Text segment ->

________________

Nvidia sued by authors for copyright infringement in training AI model

Tech giant Nvidia is facing a fresh lawsuit from three writers who have accused the company of using their works to train its large language model (LLM)

The three authors, Brian Keene, Abdi Nazemian and Stewart O'Nan, have sued the graphics card company for allegedly using their works as part of a dataset of over 195,000 books that were used to help train Nvidia’s NeMo AI framework.

The data set was taken down in October due to “reported copyright infringement”, which the lawsuit says shows that Nvidia “admitted” it was used to train NeMo in violation of their rights.

The lawsuit, filed in San Francisco federal court on Friday, seeks unspecified damages for people in the US whose copyrighted works have been used to train the LLM.

This is the latest legal action being taken by creators over use of copyrighted work to train AI models. A group of authors including Game of Thrones writer George RR Martin are suing OpenAI for what they describe as “systematic theft on a mass scale”, while the New York Times has accused the AI tech company of “unlawful use” of its work to create its products.

Image generation company Midjourney late last year saw a spreadsheet containing the names of thousands of artists that have allegedly been used to train its tech go viral. The list includes the names of more than 4,700 artists whose works are said to have been ‘scraped’ to train the company’s tech, with thousands more listed under a ‘proposed additions’ tab.

________________

(Dataset items)

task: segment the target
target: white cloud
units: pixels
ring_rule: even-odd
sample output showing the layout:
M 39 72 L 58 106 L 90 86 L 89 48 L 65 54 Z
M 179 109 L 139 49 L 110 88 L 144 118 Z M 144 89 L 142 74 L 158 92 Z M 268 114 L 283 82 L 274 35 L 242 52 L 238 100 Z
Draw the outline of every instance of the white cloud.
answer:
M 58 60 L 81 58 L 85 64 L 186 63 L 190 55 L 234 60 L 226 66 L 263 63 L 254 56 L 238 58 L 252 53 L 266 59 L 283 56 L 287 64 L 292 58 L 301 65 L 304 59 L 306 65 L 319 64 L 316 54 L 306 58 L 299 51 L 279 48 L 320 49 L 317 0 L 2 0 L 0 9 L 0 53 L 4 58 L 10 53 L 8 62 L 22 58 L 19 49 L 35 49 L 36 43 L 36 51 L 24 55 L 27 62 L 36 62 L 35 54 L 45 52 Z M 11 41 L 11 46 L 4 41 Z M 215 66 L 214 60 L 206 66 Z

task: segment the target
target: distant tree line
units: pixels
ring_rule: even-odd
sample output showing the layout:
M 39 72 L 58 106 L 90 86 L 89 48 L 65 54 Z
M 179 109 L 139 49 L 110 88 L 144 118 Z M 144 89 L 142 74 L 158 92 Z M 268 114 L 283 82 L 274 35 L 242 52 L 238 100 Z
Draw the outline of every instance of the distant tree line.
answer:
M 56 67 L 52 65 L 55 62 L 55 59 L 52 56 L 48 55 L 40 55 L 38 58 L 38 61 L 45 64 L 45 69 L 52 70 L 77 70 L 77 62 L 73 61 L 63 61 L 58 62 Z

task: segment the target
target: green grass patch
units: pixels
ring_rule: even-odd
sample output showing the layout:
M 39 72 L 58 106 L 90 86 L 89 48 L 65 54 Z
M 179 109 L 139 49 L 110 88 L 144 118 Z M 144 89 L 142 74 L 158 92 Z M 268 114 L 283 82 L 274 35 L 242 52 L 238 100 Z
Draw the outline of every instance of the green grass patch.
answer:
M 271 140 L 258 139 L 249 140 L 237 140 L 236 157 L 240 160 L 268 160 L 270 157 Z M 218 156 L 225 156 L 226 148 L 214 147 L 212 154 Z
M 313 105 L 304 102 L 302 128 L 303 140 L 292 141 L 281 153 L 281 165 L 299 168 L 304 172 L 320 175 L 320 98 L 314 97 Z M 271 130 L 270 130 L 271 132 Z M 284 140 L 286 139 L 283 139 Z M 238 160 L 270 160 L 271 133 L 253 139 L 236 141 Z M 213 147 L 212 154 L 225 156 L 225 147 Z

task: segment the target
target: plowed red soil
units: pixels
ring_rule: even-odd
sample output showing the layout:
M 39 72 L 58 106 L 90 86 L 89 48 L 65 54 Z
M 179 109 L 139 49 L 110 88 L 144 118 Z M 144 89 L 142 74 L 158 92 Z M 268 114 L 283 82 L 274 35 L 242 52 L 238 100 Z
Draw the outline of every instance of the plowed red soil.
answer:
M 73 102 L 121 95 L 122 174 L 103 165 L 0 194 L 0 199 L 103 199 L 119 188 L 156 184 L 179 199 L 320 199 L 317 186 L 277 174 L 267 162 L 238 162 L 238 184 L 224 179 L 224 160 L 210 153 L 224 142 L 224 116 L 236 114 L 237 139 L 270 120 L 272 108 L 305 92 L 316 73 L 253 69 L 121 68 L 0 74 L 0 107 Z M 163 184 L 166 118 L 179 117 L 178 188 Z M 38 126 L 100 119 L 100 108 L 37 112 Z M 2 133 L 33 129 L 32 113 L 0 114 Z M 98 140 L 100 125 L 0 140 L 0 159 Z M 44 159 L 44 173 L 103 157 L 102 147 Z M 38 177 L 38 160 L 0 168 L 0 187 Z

________________

What to work on ->
1. According to the article on the Nvidia lawsuit, how many books were in the dataset allegedly used to train Nvidia's NeMo AI framework?
2. Please carry on the article about the authors' lawsuit against Nvidia, picking up after its final sentence.

Answers by item number ->
1. Over 195,000 books.

2.
The spreadsheet quickly spread across social media during the holiday period. One notable poster was Jon Lam, a senior storyboard artist at League of Legends-owner Riot Games, who posted screenshots from Discord where Midjourney developers, in his words, discuss “laundering” and creating a database from which they can train the software.

One of the messages reads: "All you have to do is just use those scraped datasets and then conveniently forget what you used to train the model. Boom legal problems solved forever.

Nvidia chief exec Jason Huang recently caused a stir last month when, speaking at the World Government Summit in Dubai, he suggested that children should not learn how to code and instead rely on AI for programming tasks.